Excerpted passage ::
_ _ _ _ _

Here are 5 steps to help boost growth hormone:

  1. Eat healthy proteins and fat sources and avoid saturated fats
  2. Fast as much as possible
  3. Exercise (including short bursts)
  4. Reduce alcohol intake
  5. Sleep – preferably early. Growth hormone production peaks early in the sleep cycle and if we miss it, there is less for growth and repair.

Testosterone is an important ally to remaining lean if levels are balance. Many doctors don´t think about testosterone as a cause of many of their complaints, yet the biggest drop in T is between the ages of 20 and 40 with a decline of 1-2% per year.

50% of our testosterone comes from conversion of DHEA and androstenedione in the skin and fat tissue. 25% from the adrenal glands and 25% from ovaries. By menopause, testosterone levels are at half the peak level, mostly due to the impact upon our adrenal glands and loss of production.

Even though our ovaries stop producing oestradiol, they continue to make testosterone. For this reason sometimes, high testosterone can also occur. This is with PCOS (polycystic ovaries OR menopause. Insulin Resistance is a common symptom of PCOs, but also with menopause as cells become more desensitised. Insulin resistance or high insulin can stimulate ovarian cells to make more testosterone.

_ _ _ _ _

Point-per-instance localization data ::
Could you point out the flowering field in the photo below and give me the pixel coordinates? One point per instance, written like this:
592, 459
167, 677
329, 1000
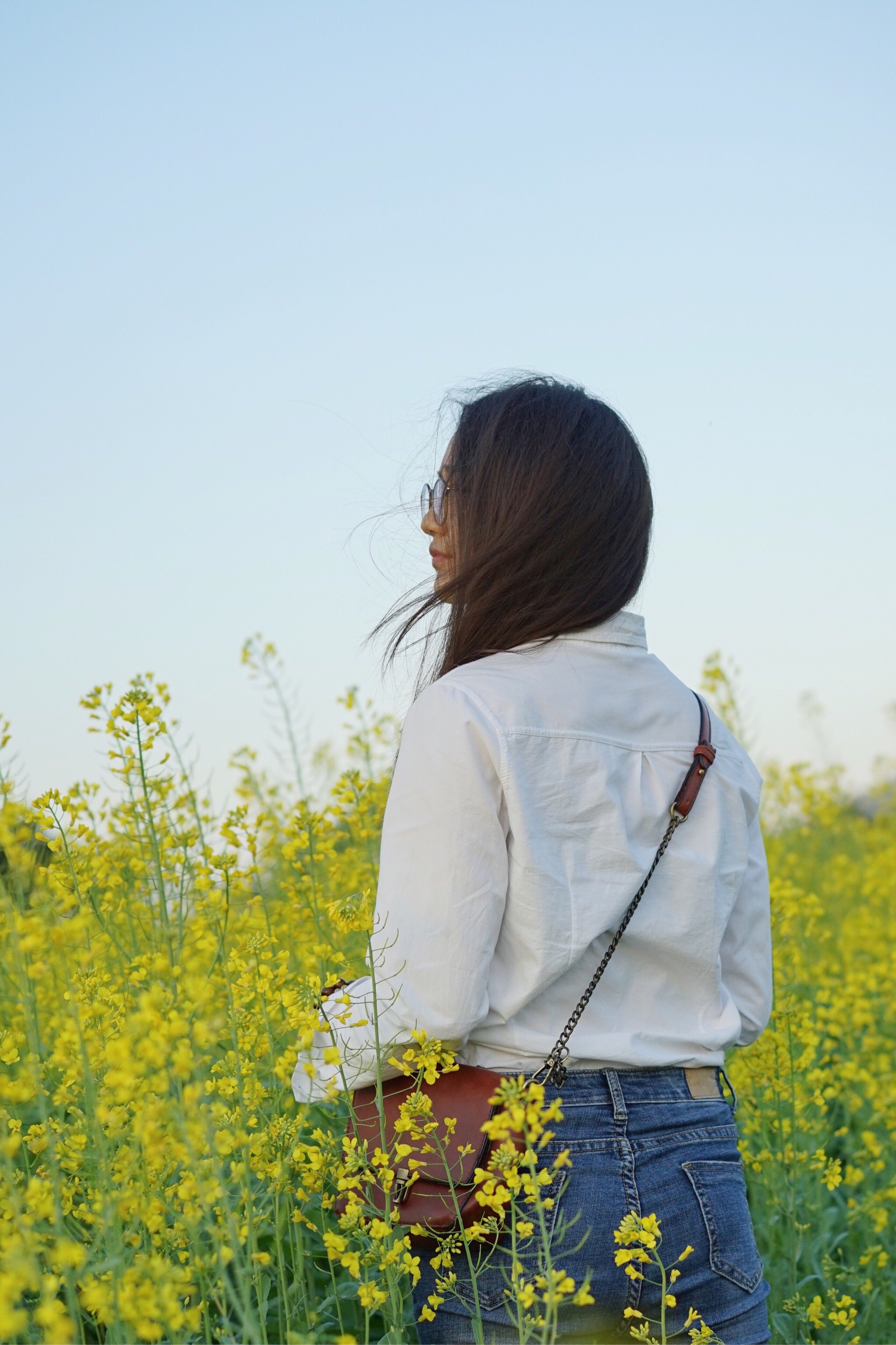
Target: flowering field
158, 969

_ _ _ _ _

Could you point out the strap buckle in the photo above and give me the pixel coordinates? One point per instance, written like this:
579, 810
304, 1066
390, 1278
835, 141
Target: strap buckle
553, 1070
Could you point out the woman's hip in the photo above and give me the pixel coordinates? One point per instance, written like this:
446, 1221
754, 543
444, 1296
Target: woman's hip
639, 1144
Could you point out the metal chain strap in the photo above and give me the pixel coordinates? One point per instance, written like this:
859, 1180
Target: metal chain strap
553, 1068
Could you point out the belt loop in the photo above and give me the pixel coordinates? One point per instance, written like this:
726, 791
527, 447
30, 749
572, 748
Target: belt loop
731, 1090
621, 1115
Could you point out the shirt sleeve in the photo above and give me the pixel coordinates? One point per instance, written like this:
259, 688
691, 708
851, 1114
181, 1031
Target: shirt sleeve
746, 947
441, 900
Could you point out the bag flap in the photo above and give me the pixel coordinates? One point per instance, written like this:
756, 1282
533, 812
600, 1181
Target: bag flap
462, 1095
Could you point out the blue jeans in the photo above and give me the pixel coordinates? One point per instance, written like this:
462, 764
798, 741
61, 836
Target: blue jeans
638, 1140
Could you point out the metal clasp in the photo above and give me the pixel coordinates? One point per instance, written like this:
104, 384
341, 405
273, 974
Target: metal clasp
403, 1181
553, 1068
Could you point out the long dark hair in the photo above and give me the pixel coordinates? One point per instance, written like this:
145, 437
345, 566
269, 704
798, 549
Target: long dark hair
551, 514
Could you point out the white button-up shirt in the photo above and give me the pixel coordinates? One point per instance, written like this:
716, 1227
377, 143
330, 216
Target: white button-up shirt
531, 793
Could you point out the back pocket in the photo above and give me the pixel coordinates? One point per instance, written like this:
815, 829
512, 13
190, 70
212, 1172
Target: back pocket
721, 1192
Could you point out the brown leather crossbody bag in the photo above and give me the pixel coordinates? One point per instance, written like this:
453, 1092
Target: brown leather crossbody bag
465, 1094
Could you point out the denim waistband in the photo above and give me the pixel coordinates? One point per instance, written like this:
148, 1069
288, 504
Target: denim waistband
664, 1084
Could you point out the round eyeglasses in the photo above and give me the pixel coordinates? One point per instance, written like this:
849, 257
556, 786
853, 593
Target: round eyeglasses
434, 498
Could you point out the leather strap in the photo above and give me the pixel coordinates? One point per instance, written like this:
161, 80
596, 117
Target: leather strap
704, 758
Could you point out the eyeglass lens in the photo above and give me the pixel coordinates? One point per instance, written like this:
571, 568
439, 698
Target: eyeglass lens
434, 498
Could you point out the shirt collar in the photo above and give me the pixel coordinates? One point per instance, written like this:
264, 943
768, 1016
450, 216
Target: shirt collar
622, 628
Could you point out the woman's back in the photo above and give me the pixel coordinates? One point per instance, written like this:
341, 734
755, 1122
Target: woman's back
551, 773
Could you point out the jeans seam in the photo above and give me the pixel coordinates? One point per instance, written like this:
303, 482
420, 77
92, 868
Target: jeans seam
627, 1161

_ _ _ _ _

What to work on :: Return the portion of the hormone passage between "Here are 5 steps" and "growth and repair.", inclusive, copied word for word.

Solution for this problem ::
Here are 5 steps to help boost growth hormone:

  1. Eat healthy proteins and fat sources and avoid saturated fats
  2. Fast as much as possible
  3. Exercise (including short bursts)
  4. Reduce alcohol intake
  5. Sleep – preferably early. Growth hormone production peaks early in the sleep cycle and if we miss it, there is less for growth and repair.